▸ **TASK GOAL**
Beneath this sentence is a set of records; write each of them out exactly.
═══ DATA EXCERPTS
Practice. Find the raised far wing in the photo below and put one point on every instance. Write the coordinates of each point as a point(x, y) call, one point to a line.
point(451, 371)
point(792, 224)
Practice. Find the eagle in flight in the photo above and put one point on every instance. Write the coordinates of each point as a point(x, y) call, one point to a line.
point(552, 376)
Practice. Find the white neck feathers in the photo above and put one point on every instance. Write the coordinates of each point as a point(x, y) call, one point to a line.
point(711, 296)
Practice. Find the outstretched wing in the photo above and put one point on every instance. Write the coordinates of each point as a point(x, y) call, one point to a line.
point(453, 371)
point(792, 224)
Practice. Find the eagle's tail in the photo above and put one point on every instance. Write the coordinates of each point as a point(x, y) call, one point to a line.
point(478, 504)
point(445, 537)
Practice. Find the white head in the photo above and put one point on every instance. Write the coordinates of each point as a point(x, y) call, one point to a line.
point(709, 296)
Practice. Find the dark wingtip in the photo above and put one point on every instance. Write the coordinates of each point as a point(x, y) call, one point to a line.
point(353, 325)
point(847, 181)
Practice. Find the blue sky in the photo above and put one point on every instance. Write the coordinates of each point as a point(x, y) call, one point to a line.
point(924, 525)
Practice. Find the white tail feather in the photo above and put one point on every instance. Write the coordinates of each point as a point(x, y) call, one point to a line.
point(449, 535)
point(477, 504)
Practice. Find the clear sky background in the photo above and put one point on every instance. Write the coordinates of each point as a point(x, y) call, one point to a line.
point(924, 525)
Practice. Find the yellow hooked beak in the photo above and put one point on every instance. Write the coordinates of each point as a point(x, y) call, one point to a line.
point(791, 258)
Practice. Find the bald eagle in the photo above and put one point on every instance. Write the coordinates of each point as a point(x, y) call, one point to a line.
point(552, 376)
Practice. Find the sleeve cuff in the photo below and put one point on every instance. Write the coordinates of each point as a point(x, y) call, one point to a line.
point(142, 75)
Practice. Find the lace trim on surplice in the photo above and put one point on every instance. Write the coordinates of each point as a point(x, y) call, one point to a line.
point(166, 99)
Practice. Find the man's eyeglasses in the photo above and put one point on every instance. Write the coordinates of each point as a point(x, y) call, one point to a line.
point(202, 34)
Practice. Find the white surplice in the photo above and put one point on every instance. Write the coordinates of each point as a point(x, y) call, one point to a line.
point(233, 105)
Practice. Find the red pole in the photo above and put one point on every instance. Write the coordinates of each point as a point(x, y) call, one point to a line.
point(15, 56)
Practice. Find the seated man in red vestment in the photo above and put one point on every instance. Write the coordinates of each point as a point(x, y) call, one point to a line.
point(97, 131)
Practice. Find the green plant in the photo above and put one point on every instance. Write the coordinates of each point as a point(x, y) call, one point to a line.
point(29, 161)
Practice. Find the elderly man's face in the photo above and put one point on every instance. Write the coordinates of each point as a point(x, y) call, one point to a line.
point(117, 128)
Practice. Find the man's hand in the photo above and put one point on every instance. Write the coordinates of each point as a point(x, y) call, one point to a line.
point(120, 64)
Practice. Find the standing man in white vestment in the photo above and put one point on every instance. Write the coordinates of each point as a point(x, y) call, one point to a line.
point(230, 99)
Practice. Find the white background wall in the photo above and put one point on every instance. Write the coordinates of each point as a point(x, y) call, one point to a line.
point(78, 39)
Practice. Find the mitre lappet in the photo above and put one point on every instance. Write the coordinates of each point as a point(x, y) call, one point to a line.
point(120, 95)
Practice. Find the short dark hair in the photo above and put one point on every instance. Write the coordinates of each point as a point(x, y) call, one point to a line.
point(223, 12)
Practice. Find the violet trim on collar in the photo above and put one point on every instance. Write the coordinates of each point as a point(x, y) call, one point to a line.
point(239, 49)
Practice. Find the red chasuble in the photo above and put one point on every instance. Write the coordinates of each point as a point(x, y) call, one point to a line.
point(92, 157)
══════
▸ **EXERCISE ANSWER**
Practice. Find the raised far wing in the photo below and put one point on every instance. Write the coordinates of each point as a point(x, y) call, one point to a line.
point(451, 371)
point(792, 224)
Practice. Find the eagle in flight in the photo above and put one point on every instance. Write the coordinates of each point as a point(x, y) call, one point to a line.
point(552, 376)
Practice. Find the white neck feathers in the photo above and put one point on every instance. Write the coordinates of each point as a point(x, y) call, one point to a line.
point(711, 296)
Practice. Find the outstretched wing in the photo above and put one point on every instance. Write the coordinates of each point as a point(x, y) call, one point to a line.
point(453, 371)
point(792, 224)
Practice. Find the eagle's tail in the photo above and put one point on every instance. Write the coordinates of each point as a point(x, y) call, one point to a line.
point(478, 504)
point(445, 537)
Practice. Find the white head in the photo above and put one point on every instance. Write the coordinates of each point as a point(x, y) call, one point to a line.
point(709, 296)
Practice. Find the dark wingtip in the photo above and put one point on every instance. Write the coordinates of each point as a point(x, y) call, one point to a line.
point(353, 325)
point(847, 181)
Practice. Find the blue sky in the photo above and put one point on every instance. Write the coordinates of each point as a point(x, y) call, one point to a line.
point(924, 525)
Practice. Find the white tail feather in the photo above and put one point on every instance. Write the coordinates of each point as a point(x, y) call, one point to a line.
point(449, 535)
point(477, 504)
Practice. Find the clear sky background in the photo above and put one point on every instance. Write the coordinates of each point as a point(x, y) call, one point to a line.
point(924, 525)
Practice. Find the yellow hooked beak in the photo above and put one point on every instance. Write the coordinates of each point as a point(x, y) call, one point to a line.
point(791, 258)
Practice. Find the bald eagle in the photo above and put one point on every instance. Write the coordinates of each point as a point(x, y) call, one point to a line.
point(552, 376)
Practice. Find the sleeve cuff in the photo below and put one point on every instance. Write the coordinates of each point as a point(x, y) call, one point to a line.
point(142, 75)
Practice. Find the lace trim on surplice in the photo above and put one point on every instance. Write the coordinates of each point as a point(x, y) call, one point to a line.
point(166, 99)
Practice. Find the man's eyeglasses in the photo above and put one point on every instance. Write the coordinates of each point as a point(x, y) call, one point to a line.
point(202, 34)
Practice. Find the white surplice in the photo above and put one point on every instance. Write the coordinates of each point as a point(x, y) call, one point to a line.
point(233, 105)
Practice. Find the red pole in the photo above and put one point on every instance. Write the coordinates of each point as a point(x, y) call, one point to a line.
point(15, 56)
Practice. Find the seated man in red vestment in the photo above and put one point on every instance. Write the coordinates of each point as a point(x, y) call, one point to a line.
point(97, 131)
Practice. Find the green plant in the photo above and put one point on every instance. Write the coordinates of each point as a point(x, y) call, one point to a line.
point(29, 161)
Practice. Find the elderly man's face in the photo above and put one point on every instance. Write the coordinates of each point as a point(x, y) call, one point to a line.
point(117, 128)
Practice. Find the man's hand in the photo above and put one point on every instance. Write the coordinates of each point as a point(x, y) call, one point to a line.
point(120, 64)
Practice. Find the standing man in white vestment in the photo above and put one point on every instance. Write the coordinates of each point as a point(x, y) call, one point to a line.
point(230, 99)
Practice. Find the white background wall in the photo above and put one point on every instance. Write the coordinates of each point as a point(x, y) call, one point to a line.
point(78, 39)
Practice. Find the mitre lappet in the photo above and put one point on every instance. Write the coordinates of each point as a point(x, y) call, one point to a line.
point(120, 95)
Practice. Find the short dark hair in the photo above and put one point on every instance. Write the coordinates of each point as a point(x, y) call, one point to a line.
point(223, 12)
Practice. Find the violet trim on collar in the photo above and put one point on every instance. Write the coordinates of each point as a point(x, y) call, one point to a line.
point(239, 49)
Practice. Find the red chasuble in the photo above and put one point on every instance. Write the coordinates of each point as a point(x, y) call, one point to a line.
point(92, 157)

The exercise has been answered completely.